▸ Reading text:
May 17, 2026
Bots, bucks, and bad decisions
Agentic Trading with Safe Guardrails
AI trading is here, and the comments are already screaming "great, new ways to lose money"
TLDR: Shuriken wants AI agents to trade stocks, crypto, and other assets using online signals while keeping users in control with safety limits. Commenters immediately split into two camps: one sees a smarter way to track chaotic news, and the other sees a very fast new way to lose money.
A startup is pitching autonomous trading as the next big thing: let an artificial intelligence agent watch the internet, spot market-moving chatter on places like Twitter, Telegram, and Discord, and place trades for you with built-in safety limits. The promise is simple and spicy: your bot can react fast, trade around the clock, and only do what you allow. In other words, Wall Street but make it plug-and-play.
But the real fireworks are in the replies, where the vibe is somewhere between "this is the future" and "this is how you vaporize your savings at machine speed." One commenter instantly summed up the mood with a dark joke about there now being "more ways than one to burn money with agents," which is basically the unofficial slogan of the thread. Critics were ruthless, arguing that general-purpose AI chatbots have never actually worked inside serious trading firms and therefore are missing the kind of real-world know-how that matters when money is on the line.

▸ Work order 1:
Answer these questions about the article on AI trading:
(a) What is the name of the startup that wants AI agents to trade assets?
(b) On which three places does the agent watch for market-moving chatter?
(c) According to critics, where have general-purpose AI chatbots never actually worked?
▸ Work order 2:
Go on with the article on AI trading, picking up after its last sentence.
The items after this article are not needed for the work here.

▸ Provided records:

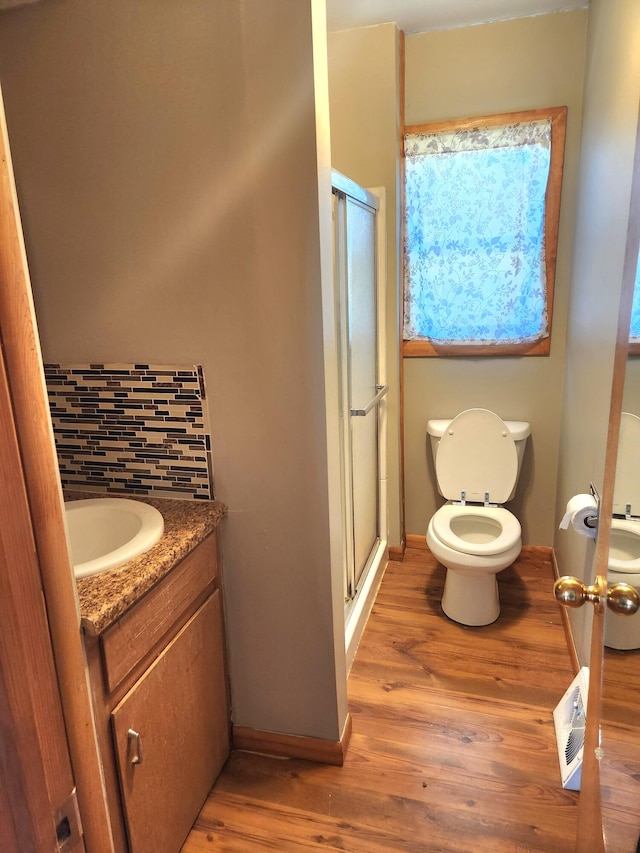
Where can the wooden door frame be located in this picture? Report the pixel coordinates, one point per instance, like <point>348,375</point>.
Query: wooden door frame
<point>28,420</point>
<point>590,823</point>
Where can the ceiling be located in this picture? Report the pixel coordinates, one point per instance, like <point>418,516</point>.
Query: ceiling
<point>416,16</point>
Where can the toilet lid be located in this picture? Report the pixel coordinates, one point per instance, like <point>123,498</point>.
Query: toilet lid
<point>477,455</point>
<point>626,489</point>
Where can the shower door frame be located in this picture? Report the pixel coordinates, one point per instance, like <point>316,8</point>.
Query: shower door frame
<point>360,588</point>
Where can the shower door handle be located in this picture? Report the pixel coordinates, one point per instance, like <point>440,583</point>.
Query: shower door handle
<point>620,597</point>
<point>361,413</point>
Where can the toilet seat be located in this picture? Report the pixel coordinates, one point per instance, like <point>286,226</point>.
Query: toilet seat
<point>622,530</point>
<point>489,530</point>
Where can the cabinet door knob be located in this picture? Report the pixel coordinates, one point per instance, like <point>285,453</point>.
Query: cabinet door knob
<point>135,746</point>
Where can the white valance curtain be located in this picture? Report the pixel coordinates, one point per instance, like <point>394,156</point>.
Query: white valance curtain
<point>474,220</point>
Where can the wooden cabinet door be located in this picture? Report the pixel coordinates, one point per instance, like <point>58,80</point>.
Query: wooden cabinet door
<point>179,711</point>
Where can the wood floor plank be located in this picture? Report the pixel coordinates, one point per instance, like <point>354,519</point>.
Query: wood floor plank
<point>453,746</point>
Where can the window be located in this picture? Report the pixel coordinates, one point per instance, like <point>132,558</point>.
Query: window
<point>482,203</point>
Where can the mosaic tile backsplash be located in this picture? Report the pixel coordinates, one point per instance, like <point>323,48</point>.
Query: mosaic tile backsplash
<point>131,428</point>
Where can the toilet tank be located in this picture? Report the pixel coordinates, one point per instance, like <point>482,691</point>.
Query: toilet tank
<point>520,432</point>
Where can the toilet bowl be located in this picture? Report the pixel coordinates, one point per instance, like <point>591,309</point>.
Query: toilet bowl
<point>478,457</point>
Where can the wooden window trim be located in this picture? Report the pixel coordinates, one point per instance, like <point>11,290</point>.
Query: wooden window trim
<point>558,116</point>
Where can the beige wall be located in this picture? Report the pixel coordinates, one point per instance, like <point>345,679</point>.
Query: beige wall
<point>493,68</point>
<point>612,94</point>
<point>166,162</point>
<point>364,94</point>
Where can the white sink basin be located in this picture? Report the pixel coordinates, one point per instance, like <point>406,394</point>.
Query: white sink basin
<point>104,533</point>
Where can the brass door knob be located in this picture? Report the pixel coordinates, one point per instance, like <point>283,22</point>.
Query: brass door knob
<point>620,597</point>
<point>623,599</point>
<point>571,592</point>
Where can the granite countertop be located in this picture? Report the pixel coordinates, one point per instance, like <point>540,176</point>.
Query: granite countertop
<point>104,598</point>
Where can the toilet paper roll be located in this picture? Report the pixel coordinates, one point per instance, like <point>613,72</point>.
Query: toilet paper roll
<point>580,509</point>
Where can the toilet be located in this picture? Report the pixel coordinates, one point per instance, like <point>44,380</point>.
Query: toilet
<point>478,458</point>
<point>623,632</point>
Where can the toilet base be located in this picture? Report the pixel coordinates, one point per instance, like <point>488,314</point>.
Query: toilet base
<point>471,599</point>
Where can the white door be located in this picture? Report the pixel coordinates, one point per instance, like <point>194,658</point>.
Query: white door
<point>362,391</point>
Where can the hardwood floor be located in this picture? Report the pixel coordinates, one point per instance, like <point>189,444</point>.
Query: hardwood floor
<point>453,746</point>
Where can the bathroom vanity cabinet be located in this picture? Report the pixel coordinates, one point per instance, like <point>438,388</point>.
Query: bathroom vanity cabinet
<point>160,694</point>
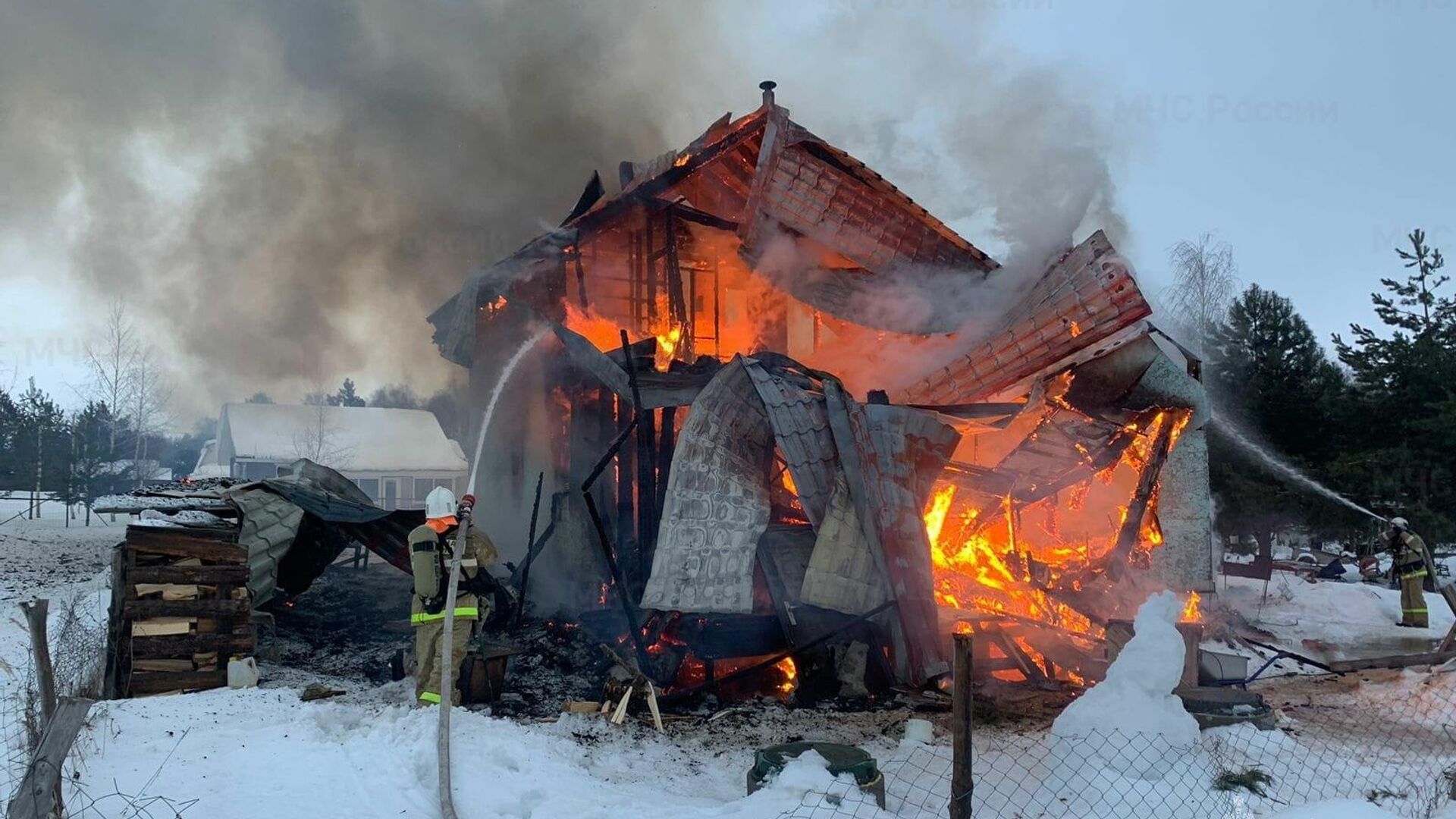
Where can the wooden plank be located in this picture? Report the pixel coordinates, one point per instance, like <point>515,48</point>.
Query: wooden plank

▸ Final answer 1:
(a) Shuriken
(b) Twitter, Telegram, and Discord
(c) Inside serious trading firms

▸ Final answer 2:
Then came the speed debate. Shuriken says agents can react when information breaks first, but skeptics pounced, saying that in markets where huge firms fight over thousandths of a second, reading social posts sounds painfully slow. Still, not everyone was booing from the cheap seats: one defender argued that AI might shine by pulling together messy information from lots of places and turning chaos into a decision. So yes, the launch is about AI finance — but the comment section turned it into a full-blown cage match over whether this is genius, gimmick, or just gambling with extra steps.
Key Points
- •Shuriken positions itself as infrastructure for agentic trading across onchain tokens, perpetuals, real-world assets, pre-IPO equity, and prediction markets.
- •The article says agents can monitor sources such as Twitter, Telegram, Discord, and on-chain activity to react to new information.
- •Shuriken states that agent actions are controlled through granular permissions and that seed phrases are not kept in the runtime.
- •The shuriken-skills repository provides integration guidance for LLM-backed agents, covering authentication, permission scoping, and API or SDK usage.
- •The article includes installation, publishing, and release procedures for multiple agent platforms including Claude Code, Codex CLI, Copilot CLI, Gemini CLI, Cursor, and OpenCode.